What is required:
The lines from the start of the records through the one containing "positive clicks: (841, 444) (876, 470)" are to be transcribed exactly, and nothing else.

Saved data entries:
------------------------------------------------------------------------

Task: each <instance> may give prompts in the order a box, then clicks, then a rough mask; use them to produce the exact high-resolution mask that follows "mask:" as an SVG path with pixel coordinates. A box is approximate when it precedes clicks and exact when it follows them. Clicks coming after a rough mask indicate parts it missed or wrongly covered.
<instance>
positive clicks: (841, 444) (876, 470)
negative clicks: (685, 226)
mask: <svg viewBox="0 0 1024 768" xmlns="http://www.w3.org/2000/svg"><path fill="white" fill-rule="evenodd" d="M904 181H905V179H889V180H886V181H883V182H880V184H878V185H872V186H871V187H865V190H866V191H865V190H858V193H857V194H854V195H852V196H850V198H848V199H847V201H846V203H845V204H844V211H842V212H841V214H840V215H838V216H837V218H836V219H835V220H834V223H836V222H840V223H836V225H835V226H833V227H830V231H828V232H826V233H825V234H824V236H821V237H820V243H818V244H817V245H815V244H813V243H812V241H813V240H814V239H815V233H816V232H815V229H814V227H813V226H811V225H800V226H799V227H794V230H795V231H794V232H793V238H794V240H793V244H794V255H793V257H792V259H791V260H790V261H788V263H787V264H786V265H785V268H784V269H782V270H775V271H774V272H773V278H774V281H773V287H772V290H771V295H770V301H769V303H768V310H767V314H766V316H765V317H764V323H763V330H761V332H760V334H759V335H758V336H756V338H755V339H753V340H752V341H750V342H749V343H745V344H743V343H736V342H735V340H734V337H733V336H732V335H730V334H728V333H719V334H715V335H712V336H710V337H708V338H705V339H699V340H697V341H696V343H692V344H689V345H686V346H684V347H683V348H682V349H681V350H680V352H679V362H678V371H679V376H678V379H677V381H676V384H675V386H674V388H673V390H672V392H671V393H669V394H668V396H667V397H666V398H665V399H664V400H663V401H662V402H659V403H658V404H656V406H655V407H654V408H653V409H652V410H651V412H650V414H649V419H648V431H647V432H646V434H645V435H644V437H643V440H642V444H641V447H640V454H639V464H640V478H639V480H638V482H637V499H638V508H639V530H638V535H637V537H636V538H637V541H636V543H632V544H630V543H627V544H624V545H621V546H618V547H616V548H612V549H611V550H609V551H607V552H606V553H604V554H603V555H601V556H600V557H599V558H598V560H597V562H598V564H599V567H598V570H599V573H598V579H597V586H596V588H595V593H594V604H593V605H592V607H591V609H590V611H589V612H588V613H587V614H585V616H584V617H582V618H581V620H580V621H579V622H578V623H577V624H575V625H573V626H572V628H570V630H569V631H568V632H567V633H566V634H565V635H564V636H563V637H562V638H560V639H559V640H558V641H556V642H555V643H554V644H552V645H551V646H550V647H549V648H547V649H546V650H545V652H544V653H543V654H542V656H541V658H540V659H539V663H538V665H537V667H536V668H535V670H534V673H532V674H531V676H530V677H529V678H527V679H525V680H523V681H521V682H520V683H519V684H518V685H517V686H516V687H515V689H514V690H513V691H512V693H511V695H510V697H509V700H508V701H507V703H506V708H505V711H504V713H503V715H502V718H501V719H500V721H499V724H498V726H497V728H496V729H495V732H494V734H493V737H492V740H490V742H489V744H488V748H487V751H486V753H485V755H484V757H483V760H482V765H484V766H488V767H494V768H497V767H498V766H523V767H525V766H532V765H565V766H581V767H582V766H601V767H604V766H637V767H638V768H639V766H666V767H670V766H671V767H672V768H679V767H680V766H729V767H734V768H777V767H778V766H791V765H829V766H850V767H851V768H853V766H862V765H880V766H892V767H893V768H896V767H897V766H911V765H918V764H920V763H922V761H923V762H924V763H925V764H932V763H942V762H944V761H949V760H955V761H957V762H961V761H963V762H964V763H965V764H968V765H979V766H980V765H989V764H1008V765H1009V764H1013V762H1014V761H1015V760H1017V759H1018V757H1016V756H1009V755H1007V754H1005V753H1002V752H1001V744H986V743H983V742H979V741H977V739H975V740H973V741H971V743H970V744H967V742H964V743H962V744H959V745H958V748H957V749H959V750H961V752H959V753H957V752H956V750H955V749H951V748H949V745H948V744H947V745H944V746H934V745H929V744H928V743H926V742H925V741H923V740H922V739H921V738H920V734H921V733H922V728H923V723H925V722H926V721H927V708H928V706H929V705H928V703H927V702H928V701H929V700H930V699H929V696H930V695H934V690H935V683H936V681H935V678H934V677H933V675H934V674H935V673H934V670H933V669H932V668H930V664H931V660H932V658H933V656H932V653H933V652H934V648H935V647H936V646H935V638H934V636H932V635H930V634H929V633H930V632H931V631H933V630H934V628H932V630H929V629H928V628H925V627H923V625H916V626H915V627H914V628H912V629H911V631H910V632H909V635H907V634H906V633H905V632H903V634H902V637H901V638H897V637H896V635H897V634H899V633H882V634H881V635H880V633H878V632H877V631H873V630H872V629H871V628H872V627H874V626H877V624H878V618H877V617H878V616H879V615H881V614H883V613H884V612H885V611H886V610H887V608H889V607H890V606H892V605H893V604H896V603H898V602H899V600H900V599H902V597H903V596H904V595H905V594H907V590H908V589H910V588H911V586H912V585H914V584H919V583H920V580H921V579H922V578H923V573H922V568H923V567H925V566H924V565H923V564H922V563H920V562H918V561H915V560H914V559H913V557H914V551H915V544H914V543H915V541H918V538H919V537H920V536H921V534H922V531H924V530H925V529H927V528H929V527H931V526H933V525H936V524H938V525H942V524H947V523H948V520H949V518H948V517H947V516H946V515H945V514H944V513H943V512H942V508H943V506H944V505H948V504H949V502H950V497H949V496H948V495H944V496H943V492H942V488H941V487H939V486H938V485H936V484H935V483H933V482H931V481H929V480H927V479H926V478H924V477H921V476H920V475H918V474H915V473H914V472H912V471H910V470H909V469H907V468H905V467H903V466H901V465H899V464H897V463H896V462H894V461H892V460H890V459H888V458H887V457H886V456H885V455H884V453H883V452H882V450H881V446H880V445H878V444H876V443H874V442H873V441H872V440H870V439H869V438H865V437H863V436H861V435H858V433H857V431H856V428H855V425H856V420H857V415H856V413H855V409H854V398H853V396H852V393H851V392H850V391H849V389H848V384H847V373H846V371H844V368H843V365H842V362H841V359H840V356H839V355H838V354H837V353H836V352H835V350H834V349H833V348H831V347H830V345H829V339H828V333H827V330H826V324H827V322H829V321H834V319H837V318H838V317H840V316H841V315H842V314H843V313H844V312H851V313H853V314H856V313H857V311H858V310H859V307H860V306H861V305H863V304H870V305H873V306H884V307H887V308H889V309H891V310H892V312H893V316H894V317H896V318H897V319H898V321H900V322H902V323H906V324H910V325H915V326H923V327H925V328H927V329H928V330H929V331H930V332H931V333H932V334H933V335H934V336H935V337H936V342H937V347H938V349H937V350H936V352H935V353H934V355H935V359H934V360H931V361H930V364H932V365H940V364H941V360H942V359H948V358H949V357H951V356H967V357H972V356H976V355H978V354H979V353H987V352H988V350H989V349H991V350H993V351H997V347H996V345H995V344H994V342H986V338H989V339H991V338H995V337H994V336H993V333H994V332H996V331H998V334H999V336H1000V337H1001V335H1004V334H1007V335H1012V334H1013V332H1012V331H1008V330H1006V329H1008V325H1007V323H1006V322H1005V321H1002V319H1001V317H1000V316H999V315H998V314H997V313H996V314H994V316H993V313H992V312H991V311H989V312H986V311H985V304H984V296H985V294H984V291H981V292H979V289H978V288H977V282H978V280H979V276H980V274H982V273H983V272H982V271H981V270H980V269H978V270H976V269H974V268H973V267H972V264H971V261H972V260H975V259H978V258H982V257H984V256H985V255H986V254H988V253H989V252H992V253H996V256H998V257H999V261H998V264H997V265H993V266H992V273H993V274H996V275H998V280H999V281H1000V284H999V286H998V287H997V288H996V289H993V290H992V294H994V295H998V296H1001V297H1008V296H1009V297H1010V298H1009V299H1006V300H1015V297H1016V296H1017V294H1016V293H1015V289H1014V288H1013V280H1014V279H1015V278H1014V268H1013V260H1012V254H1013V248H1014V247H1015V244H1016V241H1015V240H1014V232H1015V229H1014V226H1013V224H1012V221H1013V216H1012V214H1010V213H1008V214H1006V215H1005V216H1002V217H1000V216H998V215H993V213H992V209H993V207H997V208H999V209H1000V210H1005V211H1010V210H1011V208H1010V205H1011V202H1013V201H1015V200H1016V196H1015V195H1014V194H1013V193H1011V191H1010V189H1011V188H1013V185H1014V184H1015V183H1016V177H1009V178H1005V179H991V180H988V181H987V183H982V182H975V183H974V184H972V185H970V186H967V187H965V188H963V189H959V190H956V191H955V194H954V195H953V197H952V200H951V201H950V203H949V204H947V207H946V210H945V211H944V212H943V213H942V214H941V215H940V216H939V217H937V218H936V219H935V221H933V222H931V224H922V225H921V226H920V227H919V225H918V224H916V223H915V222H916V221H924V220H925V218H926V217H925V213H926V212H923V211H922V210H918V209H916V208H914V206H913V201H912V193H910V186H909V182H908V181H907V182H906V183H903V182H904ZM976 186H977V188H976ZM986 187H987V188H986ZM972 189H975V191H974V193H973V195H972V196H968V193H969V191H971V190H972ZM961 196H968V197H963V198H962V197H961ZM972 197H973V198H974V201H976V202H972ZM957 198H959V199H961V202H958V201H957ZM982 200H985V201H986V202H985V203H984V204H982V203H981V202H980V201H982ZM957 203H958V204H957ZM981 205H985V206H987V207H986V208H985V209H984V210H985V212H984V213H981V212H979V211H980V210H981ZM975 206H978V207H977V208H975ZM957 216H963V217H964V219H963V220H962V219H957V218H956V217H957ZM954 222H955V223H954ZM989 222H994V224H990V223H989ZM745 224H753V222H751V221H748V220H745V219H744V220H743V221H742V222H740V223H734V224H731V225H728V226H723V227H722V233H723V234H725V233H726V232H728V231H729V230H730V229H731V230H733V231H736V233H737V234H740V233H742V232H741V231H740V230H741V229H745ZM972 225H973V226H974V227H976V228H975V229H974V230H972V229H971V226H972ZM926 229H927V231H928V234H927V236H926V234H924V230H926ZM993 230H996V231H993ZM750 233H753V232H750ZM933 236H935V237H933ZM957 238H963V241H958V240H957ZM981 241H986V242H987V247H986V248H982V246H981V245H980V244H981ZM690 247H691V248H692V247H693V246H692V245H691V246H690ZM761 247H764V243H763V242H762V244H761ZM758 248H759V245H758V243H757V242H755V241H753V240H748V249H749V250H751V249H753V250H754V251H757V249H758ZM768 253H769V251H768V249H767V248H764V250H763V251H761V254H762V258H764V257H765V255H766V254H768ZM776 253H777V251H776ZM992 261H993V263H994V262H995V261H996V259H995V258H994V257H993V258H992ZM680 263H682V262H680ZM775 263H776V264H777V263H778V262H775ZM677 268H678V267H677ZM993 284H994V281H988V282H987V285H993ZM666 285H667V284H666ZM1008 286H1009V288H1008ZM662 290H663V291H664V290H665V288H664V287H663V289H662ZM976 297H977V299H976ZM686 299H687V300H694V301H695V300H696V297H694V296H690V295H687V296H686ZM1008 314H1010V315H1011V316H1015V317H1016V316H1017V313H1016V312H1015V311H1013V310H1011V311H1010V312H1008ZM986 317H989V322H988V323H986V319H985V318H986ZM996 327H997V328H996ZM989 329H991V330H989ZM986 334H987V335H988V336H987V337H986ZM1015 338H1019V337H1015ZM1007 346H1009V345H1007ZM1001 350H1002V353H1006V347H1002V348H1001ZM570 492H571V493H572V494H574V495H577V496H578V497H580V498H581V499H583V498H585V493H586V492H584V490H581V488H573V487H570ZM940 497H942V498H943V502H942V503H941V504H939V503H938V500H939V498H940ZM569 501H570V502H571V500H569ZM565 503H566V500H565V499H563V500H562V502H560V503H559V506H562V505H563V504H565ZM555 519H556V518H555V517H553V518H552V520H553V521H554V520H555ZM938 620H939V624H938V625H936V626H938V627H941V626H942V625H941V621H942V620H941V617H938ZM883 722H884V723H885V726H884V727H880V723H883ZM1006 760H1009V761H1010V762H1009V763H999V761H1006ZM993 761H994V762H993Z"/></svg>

------------------------------------------------------------------------

Written answer:
Task: each <instance> may give prompts in the order a box, then clicks, then a rough mask; use them to produce the exact high-resolution mask that follows "mask:" as an SVG path with pixel coordinates. A box is approximate when it precedes clicks and exact when it follows them. Clicks coming after a rough mask indicate parts it missed or wrongly covered.
<instance>
positive clicks: (841, 444) (876, 470)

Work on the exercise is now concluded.